start

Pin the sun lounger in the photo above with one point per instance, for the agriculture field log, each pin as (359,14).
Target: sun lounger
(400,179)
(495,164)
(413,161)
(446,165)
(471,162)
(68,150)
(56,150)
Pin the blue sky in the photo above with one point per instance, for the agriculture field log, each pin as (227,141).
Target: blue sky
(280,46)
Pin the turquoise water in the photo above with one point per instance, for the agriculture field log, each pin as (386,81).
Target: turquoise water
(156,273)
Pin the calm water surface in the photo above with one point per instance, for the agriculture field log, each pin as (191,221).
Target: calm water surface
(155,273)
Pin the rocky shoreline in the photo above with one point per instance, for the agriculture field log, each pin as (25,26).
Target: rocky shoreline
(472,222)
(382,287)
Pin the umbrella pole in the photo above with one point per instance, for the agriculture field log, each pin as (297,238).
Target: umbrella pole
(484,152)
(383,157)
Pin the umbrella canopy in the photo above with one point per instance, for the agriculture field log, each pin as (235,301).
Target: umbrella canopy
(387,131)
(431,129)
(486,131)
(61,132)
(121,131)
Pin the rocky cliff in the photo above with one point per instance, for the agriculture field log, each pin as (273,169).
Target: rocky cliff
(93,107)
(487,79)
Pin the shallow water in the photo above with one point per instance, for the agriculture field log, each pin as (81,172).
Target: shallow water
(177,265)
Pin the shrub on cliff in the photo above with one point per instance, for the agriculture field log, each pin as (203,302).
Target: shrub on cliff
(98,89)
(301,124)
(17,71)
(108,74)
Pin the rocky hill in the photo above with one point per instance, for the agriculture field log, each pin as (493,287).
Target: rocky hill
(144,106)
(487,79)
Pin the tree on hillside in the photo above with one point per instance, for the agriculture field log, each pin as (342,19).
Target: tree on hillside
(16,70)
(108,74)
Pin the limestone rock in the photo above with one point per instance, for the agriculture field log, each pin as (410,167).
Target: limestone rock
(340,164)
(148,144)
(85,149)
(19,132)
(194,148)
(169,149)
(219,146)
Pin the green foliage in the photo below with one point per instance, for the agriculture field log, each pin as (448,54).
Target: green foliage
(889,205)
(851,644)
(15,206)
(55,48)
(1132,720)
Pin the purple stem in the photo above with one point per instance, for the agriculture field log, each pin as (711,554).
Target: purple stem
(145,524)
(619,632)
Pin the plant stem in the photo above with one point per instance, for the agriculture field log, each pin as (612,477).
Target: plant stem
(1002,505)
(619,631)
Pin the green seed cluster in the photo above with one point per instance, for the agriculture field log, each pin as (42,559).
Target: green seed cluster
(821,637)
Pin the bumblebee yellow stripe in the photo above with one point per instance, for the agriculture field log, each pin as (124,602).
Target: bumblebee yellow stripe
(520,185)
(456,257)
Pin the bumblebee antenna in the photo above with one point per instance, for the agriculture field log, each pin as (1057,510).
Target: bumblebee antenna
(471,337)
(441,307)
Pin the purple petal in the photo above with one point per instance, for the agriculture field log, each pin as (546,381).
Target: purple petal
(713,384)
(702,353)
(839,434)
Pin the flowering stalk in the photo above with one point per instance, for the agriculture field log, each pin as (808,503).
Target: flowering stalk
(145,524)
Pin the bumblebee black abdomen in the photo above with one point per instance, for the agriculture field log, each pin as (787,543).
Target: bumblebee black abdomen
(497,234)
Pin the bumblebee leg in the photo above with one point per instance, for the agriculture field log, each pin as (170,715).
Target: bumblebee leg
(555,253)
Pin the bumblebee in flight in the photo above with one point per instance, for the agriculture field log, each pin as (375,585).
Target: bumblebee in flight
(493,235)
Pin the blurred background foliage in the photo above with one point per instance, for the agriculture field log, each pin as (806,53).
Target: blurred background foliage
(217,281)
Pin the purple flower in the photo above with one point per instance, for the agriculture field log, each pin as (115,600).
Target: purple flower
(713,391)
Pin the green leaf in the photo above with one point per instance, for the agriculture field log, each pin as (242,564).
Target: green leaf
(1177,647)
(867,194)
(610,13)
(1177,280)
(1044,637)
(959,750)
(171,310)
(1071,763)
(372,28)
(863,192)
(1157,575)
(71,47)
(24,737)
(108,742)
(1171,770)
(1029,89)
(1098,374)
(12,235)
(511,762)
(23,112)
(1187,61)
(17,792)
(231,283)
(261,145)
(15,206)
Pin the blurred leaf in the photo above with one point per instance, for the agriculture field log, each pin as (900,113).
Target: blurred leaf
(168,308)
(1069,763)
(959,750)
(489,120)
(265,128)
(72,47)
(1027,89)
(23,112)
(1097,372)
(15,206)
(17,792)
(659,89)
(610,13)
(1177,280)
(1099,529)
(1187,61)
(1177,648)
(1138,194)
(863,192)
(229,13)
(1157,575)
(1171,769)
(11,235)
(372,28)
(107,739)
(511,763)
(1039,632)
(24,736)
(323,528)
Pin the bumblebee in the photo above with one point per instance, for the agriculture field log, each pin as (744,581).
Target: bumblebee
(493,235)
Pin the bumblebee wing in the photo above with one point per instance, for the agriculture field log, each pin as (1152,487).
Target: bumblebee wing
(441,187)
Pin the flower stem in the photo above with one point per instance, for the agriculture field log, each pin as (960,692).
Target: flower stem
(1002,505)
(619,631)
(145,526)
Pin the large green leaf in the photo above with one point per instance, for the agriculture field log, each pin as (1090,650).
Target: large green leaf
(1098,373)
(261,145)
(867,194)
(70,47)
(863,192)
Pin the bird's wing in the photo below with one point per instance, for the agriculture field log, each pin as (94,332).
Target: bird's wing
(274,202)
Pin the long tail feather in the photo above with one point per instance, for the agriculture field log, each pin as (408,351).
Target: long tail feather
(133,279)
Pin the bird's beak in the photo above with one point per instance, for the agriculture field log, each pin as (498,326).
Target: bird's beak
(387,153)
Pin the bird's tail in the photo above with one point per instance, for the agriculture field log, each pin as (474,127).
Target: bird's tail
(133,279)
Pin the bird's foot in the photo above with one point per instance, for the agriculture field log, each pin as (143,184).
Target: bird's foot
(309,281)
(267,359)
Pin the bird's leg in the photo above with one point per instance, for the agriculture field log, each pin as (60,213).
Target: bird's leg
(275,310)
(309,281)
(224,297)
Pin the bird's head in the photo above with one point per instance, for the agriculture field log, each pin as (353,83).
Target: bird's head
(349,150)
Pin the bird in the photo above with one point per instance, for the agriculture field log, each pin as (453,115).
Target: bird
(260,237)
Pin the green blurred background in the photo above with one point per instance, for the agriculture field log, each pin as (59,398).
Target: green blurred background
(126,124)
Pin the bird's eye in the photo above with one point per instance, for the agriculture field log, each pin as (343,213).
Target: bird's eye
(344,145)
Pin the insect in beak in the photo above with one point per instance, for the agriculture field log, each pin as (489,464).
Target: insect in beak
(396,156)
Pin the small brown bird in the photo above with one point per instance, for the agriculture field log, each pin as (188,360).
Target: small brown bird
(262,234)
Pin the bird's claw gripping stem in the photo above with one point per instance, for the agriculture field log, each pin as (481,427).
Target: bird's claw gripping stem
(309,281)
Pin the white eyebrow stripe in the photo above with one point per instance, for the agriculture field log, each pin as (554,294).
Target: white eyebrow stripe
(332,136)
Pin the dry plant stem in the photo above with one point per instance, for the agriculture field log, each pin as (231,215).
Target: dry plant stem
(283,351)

end

**The problem**:
Repeat the records above exactly as they appear.

**Right answer**:
Pin the sun lounger in the photo above with one point per instance, for the agriculture field log, each pin as (359,14).
Target: sun lounger
(400,179)
(495,164)
(413,161)
(446,165)
(471,162)
(68,150)
(56,150)
Pin the blue sky in the photo above with one point per instance, for the agriculture field log, each pin as (227,141).
Target: blue sky
(280,46)
Pin the turquoise water in the photo above with one point per instance, for the agriculture field log, each pin as (386,81).
Target: turquoise water
(156,273)
Pin the calm water surface in the photo above with one point per instance, for the agriculture field log, each pin as (191,221).
Target: calm water surface
(155,273)
Pin the rocky shoreline in the photo above with one point per instance, for the agriculture field log, each pin as (25,26).
Target: rocky shoreline
(472,222)
(382,287)
Pin the umbrella pole in the photo above with one point per instance, for the agriculture field log, each pin as (297,238).
Target: umbrella pole
(484,152)
(383,157)
Pin the umbrella canopy in the photo above with one point per instance, for the agriculture field log, each pin as (235,301).
Target: umbrella canopy
(387,131)
(431,129)
(486,131)
(61,132)
(121,131)
Pin the rocky cliff in the photo above with one point per instance, for the agriculture field log, each pin as (273,169).
Target: rocky cliff
(93,107)
(487,79)
Pin the shallow water in the photo above with one point per instance, for the agriculture field log, each pin as (81,172).
Target: shallow water
(177,265)
Pin the shrub on cliff in the photo above with one point per instance, for the agriculture field log, each pin as (203,302).
Target: shrub on cliff
(98,89)
(301,124)
(17,71)
(108,74)
Pin the rocky hill in the photo above with one point per instance, for the agriculture field log, each pin as (493,287).
Target: rocky hill
(144,106)
(487,79)
Pin the tree on hillside in the photo above with one point per instance, for the agriculture field log, each pin as (342,19).
Target: tree on hillside
(16,70)
(108,74)
Pin the limestone rock in the photo above with one point per instance, for the agriculture field log, each pin as (410,167).
Target: limestone rock
(340,164)
(148,144)
(85,149)
(19,132)
(194,148)
(169,149)
(219,146)
Pin the green foliage in the photo below with one point per instance, for the agriculture field log, each pin as (448,54).
Target: green foliage
(889,205)
(851,644)
(15,206)
(55,48)
(1132,720)
Pin the purple stem in the photo above with one point per instance, for the agriculture field log, each pin as (711,554).
Target: purple stem
(145,524)
(619,632)
Pin the plant stem in the photo above with one point per instance, for the agriculture field log, each pin as (612,477).
Target: plant stem
(1002,505)
(619,631)
Pin the green seed cluster in the photo above with one point per instance, for the agriculture field log, each pin as (42,559).
Target: green seed cluster
(821,637)
Pin the bumblebee yellow stripe in the photo above with one point per instance, for the agriculture field log, each pin as (124,602).
Target: bumblebee yellow stripe
(520,185)
(456,257)
Pin the bumblebee antenna in the photo above with one point per instance, for the agriculture field log, each pin as (1057,510).
Target: bumblebee antenna
(471,337)
(441,307)
Pin the purple petal in the photo above with one point per instance, for the agriculture field log, each pin as (546,381).
Target: purple petal
(713,384)
(702,353)
(839,434)
Pin the flowering stalk in the photo above with one point per instance, for the agriculture field log, each pin as (808,503).
Target: flowering stalk
(145,524)
Pin the bumblebee black abdomen in the photo above with one point per instance, for the agriculture field log, each pin as (787,543).
Target: bumblebee black abdomen
(497,234)
Pin the bumblebee leg in the photo above with one point per instance, for the agriculture field log, each pin as (170,715).
Target: bumblebee leg
(555,253)
Pin the bumblebee in flight in the photo above with one point per instance, for the agriculture field log, each pin as (375,585).
Target: bumblebee in flight
(493,235)
Pin the blurred background foliage in the photo above with one point per instance, for the agriculture field log, each pin as (806,53).
Target: blurred background foliage
(217,281)
Pin the purple flower in the photo above with one point per instance, for the agriculture field log, each pin as (115,600).
Target: purple flower
(713,391)
Pin the green leaf in the photo above with one point per instance, for the agriculture field log, each pin as (242,564).
Target: green leaf
(1177,647)
(867,194)
(610,13)
(1177,280)
(1044,637)
(959,750)
(171,310)
(1071,763)
(372,28)
(863,192)
(1157,575)
(71,47)
(24,737)
(108,742)
(1171,770)
(1029,89)
(1098,374)
(12,235)
(511,762)
(23,112)
(1187,61)
(17,792)
(231,283)
(261,145)
(15,206)
Pin the blurred leaf in the photo above with one point per instance, for the agriculture field log, each pin as (900,113).
Target: blurred leaf
(168,308)
(1069,763)
(959,750)
(489,120)
(265,128)
(72,47)
(1027,89)
(23,112)
(1097,372)
(15,206)
(17,792)
(659,89)
(610,13)
(1177,280)
(1099,529)
(1187,61)
(1177,648)
(1138,194)
(863,192)
(229,13)
(1157,575)
(1171,769)
(11,235)
(372,28)
(107,739)
(511,763)
(1039,632)
(24,736)
(323,528)
Pin the bumblebee in the photo above with one point per instance, for the agriculture field log, each pin as (744,581).
Target: bumblebee
(493,235)
Pin the bumblebee wing in the photo above with one point per instance, for the agriculture field log, each pin as (1152,487).
Target: bumblebee wing
(441,187)
Pin the flower stem in the photo above with one point per instance, for the agriculture field log, each pin as (960,692).
Target: flower stem
(1002,505)
(619,631)
(145,526)
Pin the large green leaf in the photo above with one point per instance, for the agriculture field log, each pin as (1090,650).
Target: large green leaf
(1098,373)
(261,145)
(867,194)
(70,47)
(863,192)
Pin the bird's wing in the photo below with one point per instance, for the agriculture field log, each pin as (94,332).
Target: bird's wing
(274,202)
Pin the long tail feather in the photo above with one point per instance, for the agriculture field log, each pin as (408,351).
Target: long tail feather
(133,279)
Pin the bird's beak in the photo above with one point per instance, for the agriculture field log, each pin as (498,326).
Target: bird's beak
(387,153)
Pin the bird's tail in the photo above with one point per instance, for the agriculture field log, each pin as (474,127).
Target: bird's tail
(133,279)
Pin the bird's foot in the photo above with one point per instance, for the agriculture field log, each pin as (143,184).
Target: bird's foot
(309,281)
(267,359)
Pin the bird's leg in the photo above with one point per instance, for the agriculture field log, each pin as (60,213).
Target: bird's leg
(275,310)
(309,281)
(224,297)
Pin the bird's head in the photo above with one point per instance, for the agriculture field log, each pin as (353,83).
Target: bird's head
(349,150)
Pin the bird in the photo above with one point per instance, for the agriculture field log, each pin as (453,115).
Target: bird
(260,237)
Pin the green blurred background in the photo above with one point per instance, for the agriculture field log, each pin as (59,398).
Target: green blurred background
(126,124)
Pin the bird's eye in the photo above with one point per instance, for the agriculture field log, each pin as (343,213).
Target: bird's eye
(344,145)
Pin the insect in beak in the photo above with one point per instance, for the agriculture field log, each pin as (489,464).
Target: insect in beak
(396,156)
Pin the small brown bird in the photo above with one point per instance, for the agriculture field log, each pin as (188,360).
Target: small brown bird
(262,234)
Pin the bird's claw gripping stem in the photo above with one point per instance, for the agriculture field log, each pin as (481,427).
Target: bird's claw gripping stem
(309,281)
Pin the white eyebrow stripe in the photo above with one point per instance, for the agriculture field log, each pin as (554,294).
Target: white eyebrow stripe
(332,136)
Pin the dry plant stem in the photo above with one point per instance, for the agriculture field log, each pin as (231,215).
Target: dry plant stem
(283,351)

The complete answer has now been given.